* _Aim of the exercise_:
Locate each line in the listing below that contains the word "point", and copy those lines out in full.

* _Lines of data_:
# # # # #

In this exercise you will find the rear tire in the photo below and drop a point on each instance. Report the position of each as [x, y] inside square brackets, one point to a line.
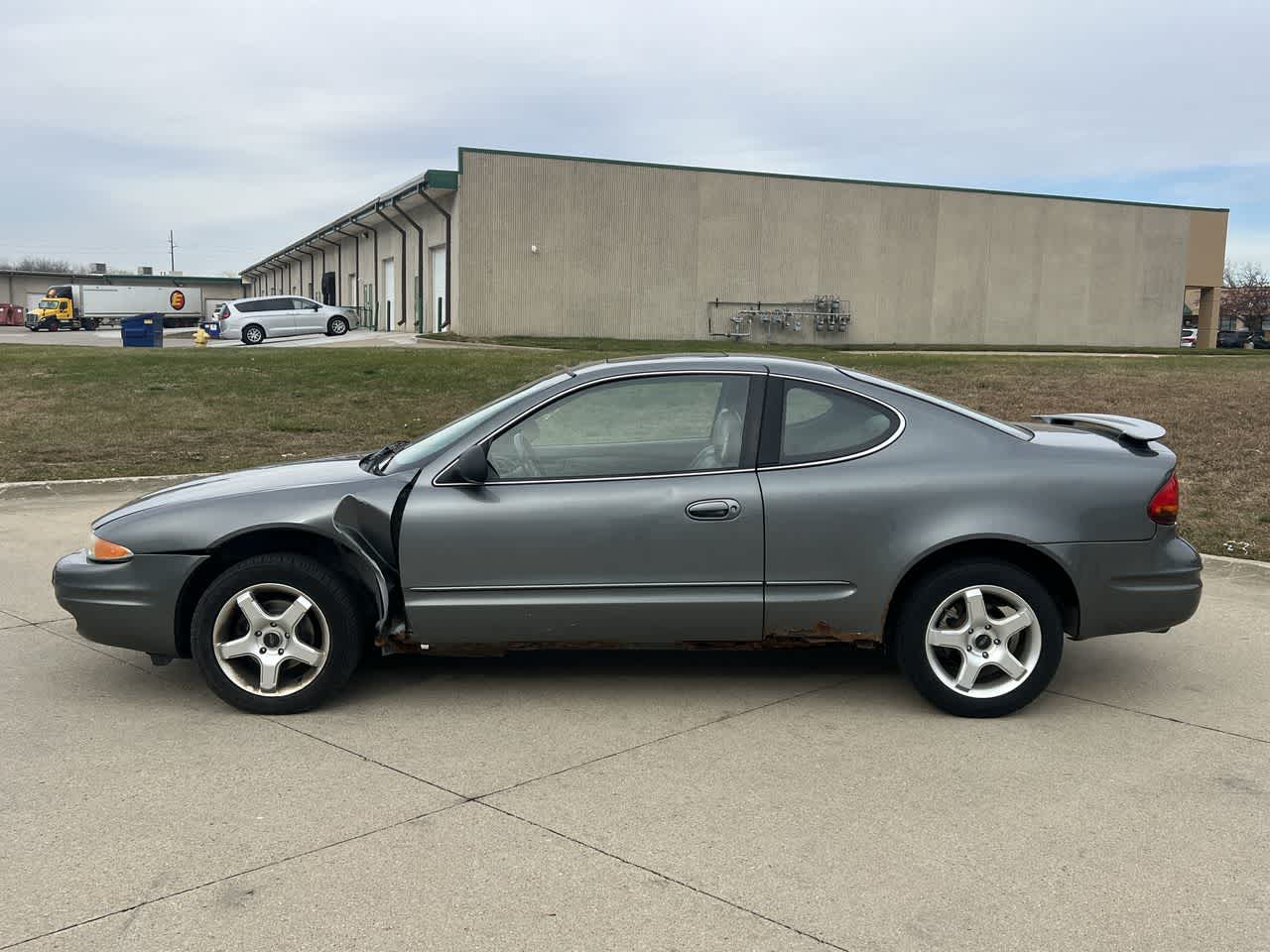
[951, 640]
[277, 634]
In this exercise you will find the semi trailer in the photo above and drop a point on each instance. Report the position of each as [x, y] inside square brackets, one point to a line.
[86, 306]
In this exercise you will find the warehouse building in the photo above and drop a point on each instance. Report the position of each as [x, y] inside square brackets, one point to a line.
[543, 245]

# # # # #

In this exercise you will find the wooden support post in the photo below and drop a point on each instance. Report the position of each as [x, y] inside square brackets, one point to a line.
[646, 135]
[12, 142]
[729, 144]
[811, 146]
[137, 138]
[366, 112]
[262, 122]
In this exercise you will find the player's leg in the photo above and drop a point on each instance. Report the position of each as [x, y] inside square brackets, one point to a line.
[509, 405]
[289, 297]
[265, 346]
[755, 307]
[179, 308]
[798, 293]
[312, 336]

# # # # #

* _Result_:
In this exercise you will find the rear tire in the photo below and drop a point on each instance. Report the position of each as [x, y] inside square brackets, one point to a line.
In this exercise you will find the semi trailer in the photo above and drop a point on each instance. Report the position of each as [x, y] inside square brackets, one point to a line.
In this exercise you will find the warehouse building in the photo above and drop a point on each instance. Report the position of each as [x, y] inside square brackets, one point to a line.
In this exercise you will find the wooden support post in the photo below and drop a point on each instance. Report the position of each as [x, y] inside square brackets, one point to a line.
In this exercise you will find the player's leg in the photo above and drop a point on each instance. Report the position of each as [x, y] inside square brackets, one point to a line.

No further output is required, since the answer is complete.